Source extract:
-- Begin --
It turned out that fedex doesn't 'do' 'hold for pickup' if it's a ground delivery and not an express so it was going to go to my apartment, which was fine because all deliveries always go to our back porch where the mailboxes are, and there is an unlocked entrance just feet from the mailboxes and the sidewalk where they put packages (inside, protected, some heat).

I came home middle of afternoon from work and looked through back entryway and saw no packages, so went to take shower etc and get ready for a blood donation that evening, didn't check email or anything because of lack of time. As going out, still no package.

I get home from my donation and have some dinner, and go online. Immediately I see an email from Tom alerting me that fedex had delivered my package of orchid seedlings, clearly marked fragile seedlings this side up etc (very clearly marked as to perishable items), to the front entryway at 9:30am.

Clearly, my blood pressure jumped at that point.... I looked at my other emails and sure enough received note that package had been delivered at 930am. I go out to back entry, and no package there, so go out front and on the front entryway is the box sitting in the middle of the porch, with the 'this side up' label pointing sideways instead of upwards....... packages are always delivered to the back door/entry and nobody ever looks at the front entry for packages. The box had been sitting outside for twelve hours, but since it had been packed very well by Tom, had a heat pack included gratis, and fortunately it had been between 39 and 37 degrees F all day, the seedlings at least looked fine, and Tom felt that with the temps and heat pack, they should be okay (and they do still look fine).

I felt that a note to customer service was in order so sent the following note, hoping at least some sort of apology or maybe an adjustment of the shipping fee...




> Please select a topic: Technical Support
> Please select a product or service: FedEx Home Delivery
> Please select a category: Status of shipment
> Type of Email:
> ...


 

after a bunch of days I received the following non-reply



> Response (N***** A.) - 12/23/2012 02:16 PM
> Dear Mr. Ufford:
> 
> We greatly appreciate that you have taken the time to write and share your concerns. This allows us a valuable opportunity to examine and correct possible deficiencies that cause customer dissatisfaction.
> ...



it was interesting to note that they felt that I probably just had too high expectations of their service though there was a slight, tiny apology of sorts at the end... I should have used priority mail as that would have to have at least gone to the back porch by the mailboxes outside, where I would have at least seen it and it would have had a little sunlight, if they didn't put it inside the back door. I have had excellent results with priority mail and plants from all around the country

why is it that at the one time when you need these carriers to come through and have their usual service, that they fall down when it counts the most? if it had been the day before or after, it would have been much colder and we would have had a real problem. as it was, there was mostly a polite hope that I would continue to use their services despite this situation. *NOT*

beware fedex ground!
-- End --
Supplied entries:
-- Begin --
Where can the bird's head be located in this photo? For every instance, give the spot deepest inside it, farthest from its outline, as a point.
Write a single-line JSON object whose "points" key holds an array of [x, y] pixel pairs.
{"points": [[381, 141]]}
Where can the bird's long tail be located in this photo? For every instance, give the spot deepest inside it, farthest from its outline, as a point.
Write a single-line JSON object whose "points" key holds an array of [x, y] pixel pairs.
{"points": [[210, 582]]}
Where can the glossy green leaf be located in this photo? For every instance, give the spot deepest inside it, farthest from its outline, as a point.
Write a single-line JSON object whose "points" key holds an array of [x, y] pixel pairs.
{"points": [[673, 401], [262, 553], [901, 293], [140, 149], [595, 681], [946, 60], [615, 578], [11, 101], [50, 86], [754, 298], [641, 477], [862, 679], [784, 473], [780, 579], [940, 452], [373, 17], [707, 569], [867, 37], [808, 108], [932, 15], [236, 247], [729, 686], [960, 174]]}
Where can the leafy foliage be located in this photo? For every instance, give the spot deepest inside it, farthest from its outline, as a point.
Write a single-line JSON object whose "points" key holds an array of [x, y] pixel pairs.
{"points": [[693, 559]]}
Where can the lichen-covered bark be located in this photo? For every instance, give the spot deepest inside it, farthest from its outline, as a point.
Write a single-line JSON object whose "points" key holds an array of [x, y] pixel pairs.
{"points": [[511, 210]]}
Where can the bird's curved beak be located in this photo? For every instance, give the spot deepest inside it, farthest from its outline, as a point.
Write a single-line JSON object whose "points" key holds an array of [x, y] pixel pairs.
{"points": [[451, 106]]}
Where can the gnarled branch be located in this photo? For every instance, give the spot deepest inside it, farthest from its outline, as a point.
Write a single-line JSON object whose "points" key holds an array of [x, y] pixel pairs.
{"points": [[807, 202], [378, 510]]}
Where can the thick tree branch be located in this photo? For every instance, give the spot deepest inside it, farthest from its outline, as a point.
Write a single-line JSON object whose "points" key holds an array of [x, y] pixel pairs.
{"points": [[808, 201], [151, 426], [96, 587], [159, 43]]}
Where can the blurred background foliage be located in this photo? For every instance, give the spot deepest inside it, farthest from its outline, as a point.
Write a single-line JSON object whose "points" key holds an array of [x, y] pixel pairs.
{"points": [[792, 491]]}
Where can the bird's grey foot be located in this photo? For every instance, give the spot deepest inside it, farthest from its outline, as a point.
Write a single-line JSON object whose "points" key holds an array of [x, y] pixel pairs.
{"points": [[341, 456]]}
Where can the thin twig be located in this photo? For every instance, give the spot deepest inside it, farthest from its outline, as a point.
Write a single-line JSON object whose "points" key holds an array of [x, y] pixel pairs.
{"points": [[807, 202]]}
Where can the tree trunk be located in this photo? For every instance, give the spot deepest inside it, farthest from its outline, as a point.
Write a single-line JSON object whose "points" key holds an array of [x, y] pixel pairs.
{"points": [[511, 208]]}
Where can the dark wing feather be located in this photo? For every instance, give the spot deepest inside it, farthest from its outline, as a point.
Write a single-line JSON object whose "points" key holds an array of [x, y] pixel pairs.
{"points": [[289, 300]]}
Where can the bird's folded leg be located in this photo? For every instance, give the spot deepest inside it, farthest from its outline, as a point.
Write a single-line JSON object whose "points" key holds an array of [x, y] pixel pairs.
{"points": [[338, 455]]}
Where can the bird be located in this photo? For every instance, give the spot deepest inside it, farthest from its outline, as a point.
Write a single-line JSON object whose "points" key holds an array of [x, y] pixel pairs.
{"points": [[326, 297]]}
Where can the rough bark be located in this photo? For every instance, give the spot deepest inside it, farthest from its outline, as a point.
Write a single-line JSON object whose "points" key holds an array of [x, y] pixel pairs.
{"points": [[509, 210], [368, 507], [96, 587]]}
-- End --
Extend the post about the FedEx seedling delivery by writing what comes after its final line. You can set the entries aside; they play no part here.

Result of the exercise:
*p.s.* - I must add that I had ordered one flask of paph liemianum from Tom/Fox Valley and he had offered to send me two for a very good price (had to decline since orchid club money and couldn't justify the expense), and as it was, he included a very nice compot of paph sukhakulii seedlings for free! :clap: so, definitely look for orchids from Fox Valley, just don't use fedex ground  
I also have to add that the flask seedlings were very nice and healthy, and I am trying out the deflasking instructions on their website where you just place the agar puck/seedlings whole into a pot with seedling bark;... I dug around my orchid supplies and found out that I am out of the plain pine bark (acid, what is wanted to suppress fungi) and had only seedling orchiata (neutral to higher pH or just not acidic) and ground sphagnum (supersphag), so used some chopped sphagnum with a hard sponge underneath in the pot around the puck/seedlings until I can get to the store to see if they have any seedling pine bark to replace the other media


----------



## wjs2nd (Dec 25, 2012)

During the holiday season they hire helpers. it was probably a helper who left your package in an unusal spot. Stink about the so so apology. I just think the person didn't think outhat reply very well.


----------



## abax (Dec 26, 2012)

Charles, several members of Orchid Source Forum complained as a group
to FedEx about really bad delivery practices and even sent photos of clearly
marked boxes that had been thrown in the snow, left outside a gate in winter, etc., etc., etc. None of us ever got an apology or even an acknowledgement. I just paid $45.00 in shipping from Joan Bateman for
two day delivery. The delivery was almost as much as the plants. However, they did get here on time and in excellent condition. I just don't use ground shipping at all any more...that includes USPS Priority.
It just ain't worth losing the plants!


----------



## cnycharles (Dec 26, 2012)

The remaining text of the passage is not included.